[Lines of data]
------------------------------

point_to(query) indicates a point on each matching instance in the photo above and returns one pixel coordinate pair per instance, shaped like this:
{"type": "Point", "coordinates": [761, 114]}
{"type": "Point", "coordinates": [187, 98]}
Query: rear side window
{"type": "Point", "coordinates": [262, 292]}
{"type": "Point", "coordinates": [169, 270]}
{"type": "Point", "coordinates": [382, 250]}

------------------------------

EXERCISE INSTRUCTIONS:
Copy the data above line for line, changing nothing.

FINAL ANSWER:
point_to(query) indicates a point on each matching instance in the photo above and returns one pixel coordinate pair per instance, shaped like this:
{"type": "Point", "coordinates": [761, 114]}
{"type": "Point", "coordinates": [187, 98]}
Query: rear side window
{"type": "Point", "coordinates": [262, 292]}
{"type": "Point", "coordinates": [169, 270]}
{"type": "Point", "coordinates": [382, 250]}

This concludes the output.